## Exercise:
Go through the listing below and retype exactly the lines starting at the one with "the system must locate the table" and ending at the one with "the system must locate the tree", skipping pictures.

## Task input:
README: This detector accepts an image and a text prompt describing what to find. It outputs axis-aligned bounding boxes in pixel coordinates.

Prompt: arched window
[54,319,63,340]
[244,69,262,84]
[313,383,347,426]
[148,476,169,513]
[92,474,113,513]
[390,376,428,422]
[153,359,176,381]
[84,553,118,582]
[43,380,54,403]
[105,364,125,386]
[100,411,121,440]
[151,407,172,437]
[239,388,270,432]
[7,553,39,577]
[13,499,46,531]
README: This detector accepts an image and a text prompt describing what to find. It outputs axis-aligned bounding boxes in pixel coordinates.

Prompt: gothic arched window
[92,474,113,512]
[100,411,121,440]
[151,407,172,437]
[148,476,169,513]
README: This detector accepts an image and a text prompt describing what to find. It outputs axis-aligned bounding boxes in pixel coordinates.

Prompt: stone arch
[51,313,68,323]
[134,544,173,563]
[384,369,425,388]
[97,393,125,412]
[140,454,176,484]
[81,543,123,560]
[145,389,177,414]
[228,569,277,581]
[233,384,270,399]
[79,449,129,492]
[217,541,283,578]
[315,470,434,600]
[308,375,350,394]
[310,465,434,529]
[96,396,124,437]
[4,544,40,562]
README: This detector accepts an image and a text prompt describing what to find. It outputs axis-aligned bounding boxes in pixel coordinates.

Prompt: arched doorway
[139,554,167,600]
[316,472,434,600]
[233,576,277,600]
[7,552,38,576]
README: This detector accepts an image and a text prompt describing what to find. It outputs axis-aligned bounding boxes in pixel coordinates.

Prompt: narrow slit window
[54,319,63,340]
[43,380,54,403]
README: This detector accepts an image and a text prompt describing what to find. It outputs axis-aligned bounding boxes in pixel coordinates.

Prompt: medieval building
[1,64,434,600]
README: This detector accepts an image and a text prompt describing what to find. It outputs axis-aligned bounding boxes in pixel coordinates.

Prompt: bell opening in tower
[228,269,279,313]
---
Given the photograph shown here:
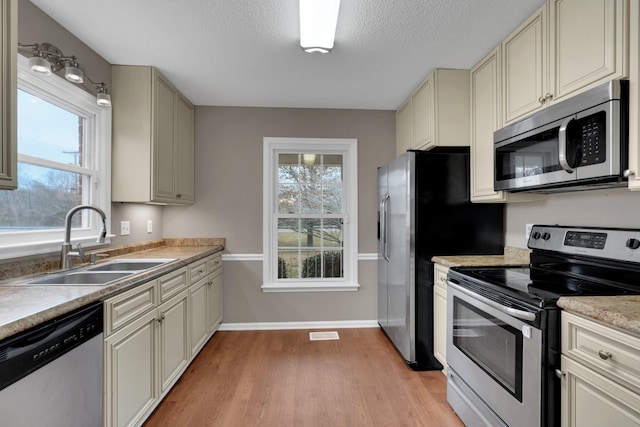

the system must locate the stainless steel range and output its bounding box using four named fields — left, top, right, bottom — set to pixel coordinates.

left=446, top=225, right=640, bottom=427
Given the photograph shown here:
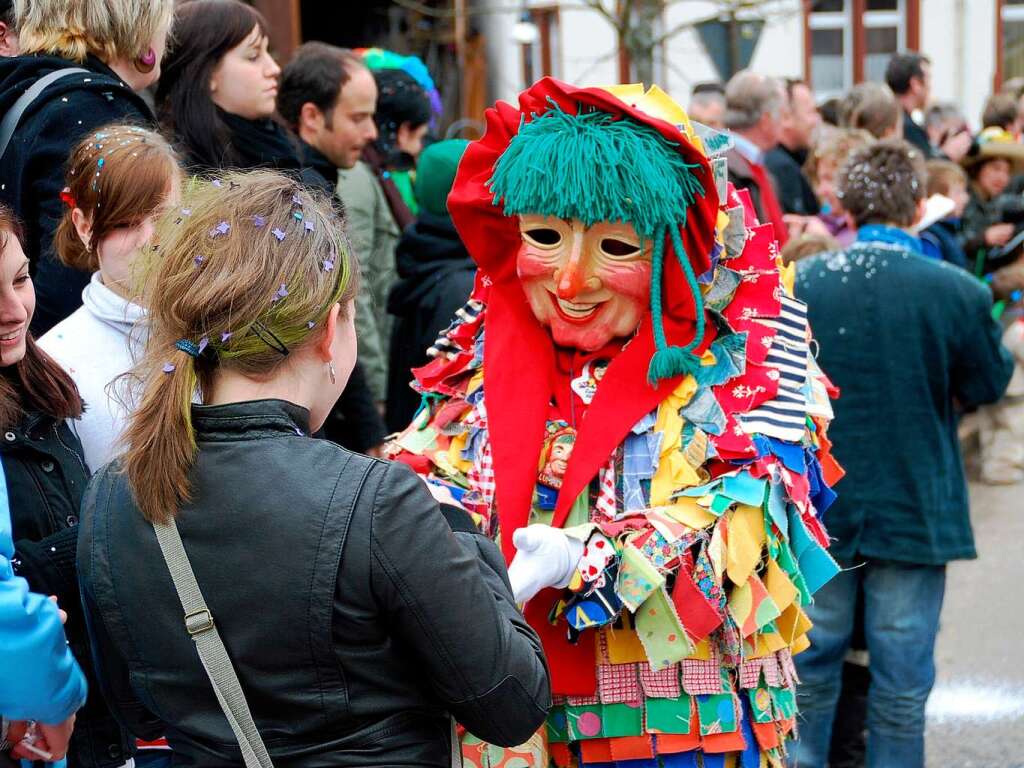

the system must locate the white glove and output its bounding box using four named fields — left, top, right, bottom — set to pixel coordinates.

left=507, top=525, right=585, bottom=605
==
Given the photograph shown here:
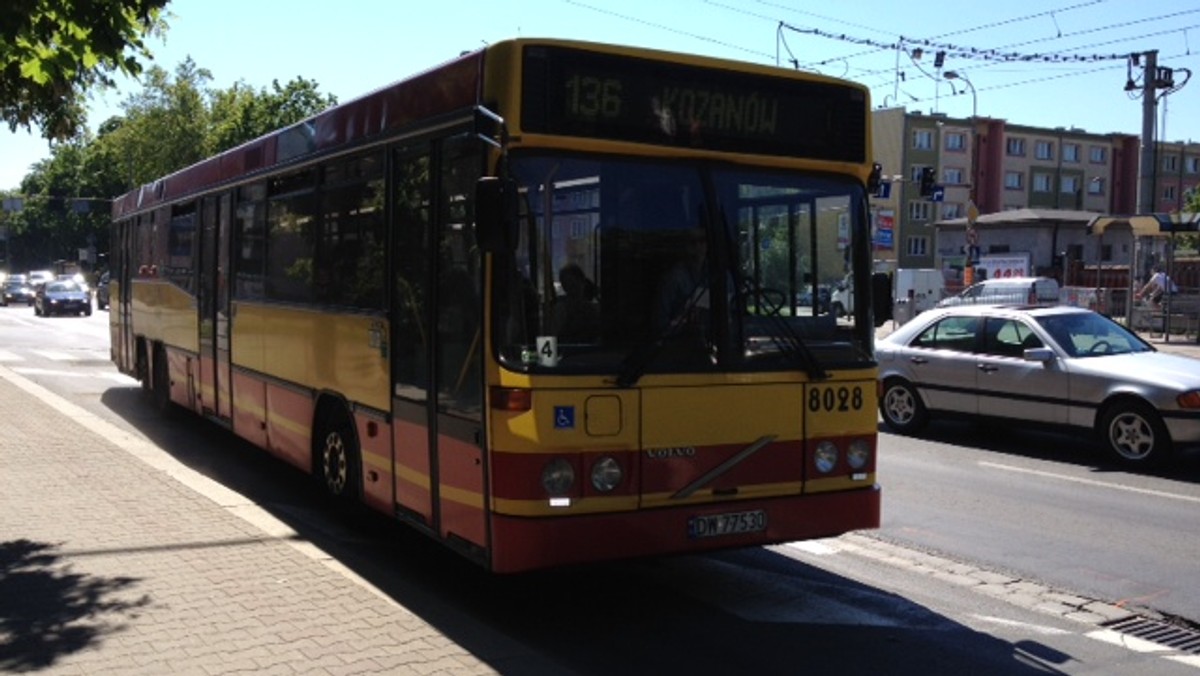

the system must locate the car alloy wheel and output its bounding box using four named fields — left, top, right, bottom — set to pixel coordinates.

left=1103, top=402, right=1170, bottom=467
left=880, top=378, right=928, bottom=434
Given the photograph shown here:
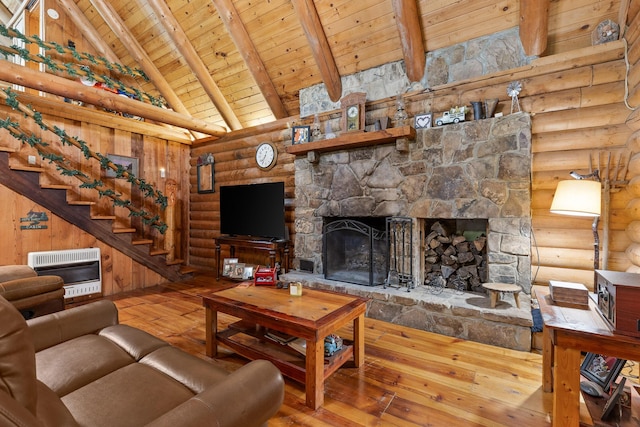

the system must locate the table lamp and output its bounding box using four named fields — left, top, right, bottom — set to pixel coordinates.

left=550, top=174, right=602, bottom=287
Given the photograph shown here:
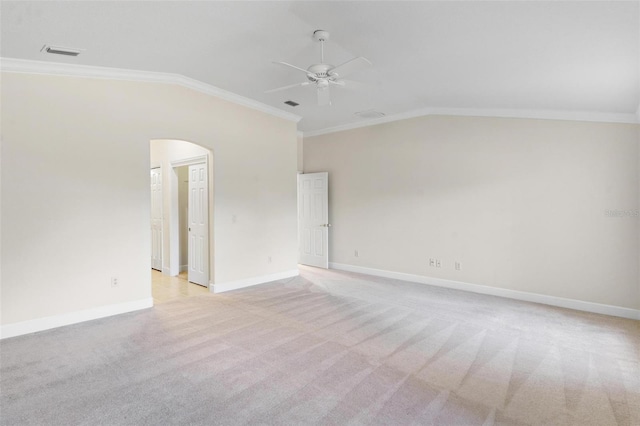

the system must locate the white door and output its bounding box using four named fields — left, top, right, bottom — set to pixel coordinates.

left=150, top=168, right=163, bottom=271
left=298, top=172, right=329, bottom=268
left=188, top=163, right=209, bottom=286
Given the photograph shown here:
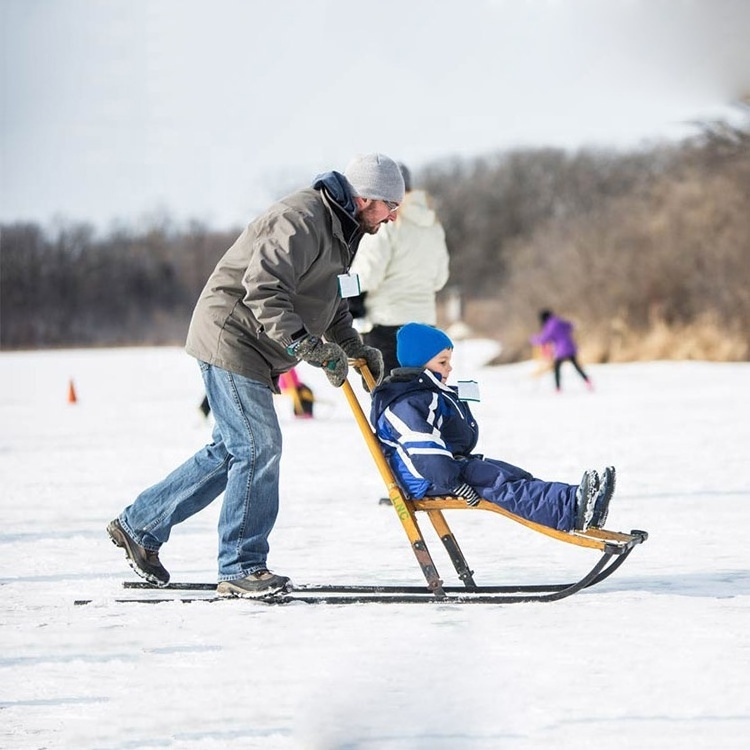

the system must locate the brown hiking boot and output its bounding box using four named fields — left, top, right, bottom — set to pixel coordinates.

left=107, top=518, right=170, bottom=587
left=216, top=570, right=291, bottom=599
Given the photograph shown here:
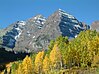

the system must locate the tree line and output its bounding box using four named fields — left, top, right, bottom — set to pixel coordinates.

## Response to the task:
the system must locate the table lamp and output its bounding box using four named fields — left, top, right, bottom — set to pixel coordinates.

left=550, top=174, right=602, bottom=287
Given the photograph shown here:

the system must locate the white door and output its bounding box using four named fields — left, top, right, bottom — set to pixel coordinates.

left=150, top=168, right=163, bottom=271
left=298, top=172, right=329, bottom=268
left=188, top=163, right=209, bottom=286
Given the photograph shown here:

the system must locate the brown hiking boot and output its bounding box using four named fields — left, top, right, bottom — set to pixel coordinates.

left=107, top=518, right=170, bottom=587
left=216, top=570, right=291, bottom=599
Given the photograph shown here:

the system must locate the tree line and output its bounding box using four named fields — left, top, right, bottom — set to pixel coordinates.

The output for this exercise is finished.